Provided data –

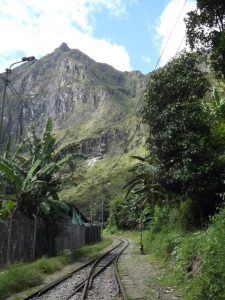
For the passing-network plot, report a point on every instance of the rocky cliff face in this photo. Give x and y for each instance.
(87, 101)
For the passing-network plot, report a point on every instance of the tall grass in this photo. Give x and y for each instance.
(19, 277)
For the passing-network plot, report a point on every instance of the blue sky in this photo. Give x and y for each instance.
(127, 34)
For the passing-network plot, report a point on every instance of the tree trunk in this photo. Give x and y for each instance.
(9, 239)
(34, 237)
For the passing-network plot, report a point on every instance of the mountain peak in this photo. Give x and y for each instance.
(63, 47)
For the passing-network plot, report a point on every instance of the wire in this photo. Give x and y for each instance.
(142, 95)
(169, 37)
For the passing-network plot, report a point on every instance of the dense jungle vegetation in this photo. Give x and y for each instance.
(177, 190)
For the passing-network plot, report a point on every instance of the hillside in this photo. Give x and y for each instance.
(90, 103)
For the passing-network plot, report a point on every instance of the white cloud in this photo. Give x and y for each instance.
(37, 27)
(166, 23)
(147, 59)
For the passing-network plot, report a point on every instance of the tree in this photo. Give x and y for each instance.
(180, 133)
(30, 183)
(206, 31)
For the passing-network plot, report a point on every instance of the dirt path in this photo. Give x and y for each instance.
(140, 277)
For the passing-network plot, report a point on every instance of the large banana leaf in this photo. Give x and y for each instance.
(11, 175)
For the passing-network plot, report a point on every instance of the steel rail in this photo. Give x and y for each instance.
(92, 275)
(85, 284)
(77, 287)
(117, 276)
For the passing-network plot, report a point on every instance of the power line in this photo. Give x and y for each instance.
(142, 95)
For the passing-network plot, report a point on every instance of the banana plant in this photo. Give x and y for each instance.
(31, 183)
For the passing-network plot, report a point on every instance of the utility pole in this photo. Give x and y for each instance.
(29, 58)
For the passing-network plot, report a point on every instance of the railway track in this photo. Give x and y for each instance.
(92, 281)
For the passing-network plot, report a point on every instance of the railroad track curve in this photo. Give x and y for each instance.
(88, 281)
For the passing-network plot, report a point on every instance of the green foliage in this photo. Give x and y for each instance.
(180, 135)
(194, 259)
(210, 282)
(20, 277)
(32, 182)
(205, 31)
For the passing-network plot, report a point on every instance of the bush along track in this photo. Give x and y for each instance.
(21, 277)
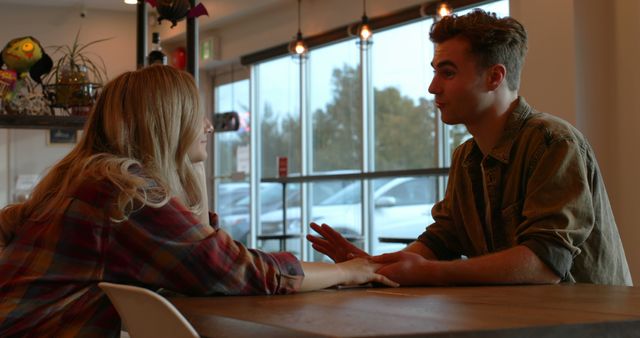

Problem to work on – Update the listing above by replacing each occurrence of "passing-network plot" with "terrain survey map" and keeping all other text unchanged. Leave the pictures out of your version.

Task answer –
For the terrain survey map, report a point on every instance of the rocky cliff face in this photo. Give x and y for each instance.
(87, 101)
For the terrain survey map, report a point on every instance of the tall grass in this photo. Give x and y for each instance.
(19, 277)
For the terrain survey map, report a point on every instance of the blue sky in this photo. Give x and y for each instance.
(127, 34)
For the terrain survey map, report a point on every instance of the tree trunk in this photo. Give x and y for each instance.
(9, 239)
(34, 237)
For the terrain survey map, report a point on every instance of the mountain peak in this photo. Give x and y for each instance.
(63, 47)
For the terrain survey map, report a point on every instance of the wire in this photo. Give x and y for each instance.
(142, 95)
(169, 37)
For the terrain survey map, report a point on every instance of the dense jungle vegetation in this photo. Give x and y for each instance.
(177, 190)
For the terrain survey map, report a point on every instance of the hillside in this photo. Give x and y for each instance.
(90, 103)
For the terrain survey map, report a point on every instance of the white cloud in this photo. Give x and y for each instance.
(37, 27)
(166, 23)
(147, 59)
For the terrain survey map, report a point on every instance of the tree in this photo. Give x and y for each instance.
(180, 133)
(30, 183)
(206, 31)
For the terrain survey map, report a point on every instance of the dirt path in this photo. Give x and y for each instance.
(140, 277)
For the terrain survey map, report a point on every instance of the large banana leaf in this photo. Give x and y for each instance.
(11, 175)
For the terrain survey map, report a point on every instance of the steel rail in this photo. Give x and y for each instance.
(92, 275)
(85, 284)
(77, 287)
(117, 276)
For the terrain survey map, report a point on every instance of the power line in this photo. Give x and y for each instance.
(142, 95)
For the terrain survey map, report a point on every instance of the banana plant in this photo. Give x and y for each instance.
(31, 183)
For the terrain survey map, report a point on every instance of the utility pole in this photo. Give x and y for each instance.
(29, 58)
For the terrain survey map, report a point on every instance of the railway track in this photo. Give x and y for each instance.
(92, 281)
For the terrain survey map, report a point on every instance of the railroad track curve in this photo. Give x and y for each instance.
(88, 281)
For the terrain survey map, report a point on every instance of the green foliage in this photo. Give x and y for each instance.
(180, 135)
(194, 259)
(210, 282)
(20, 277)
(32, 182)
(205, 31)
For the terrain survey map, report a point on every instance of the bush along track in this photo. Give x and y for each instance.
(21, 277)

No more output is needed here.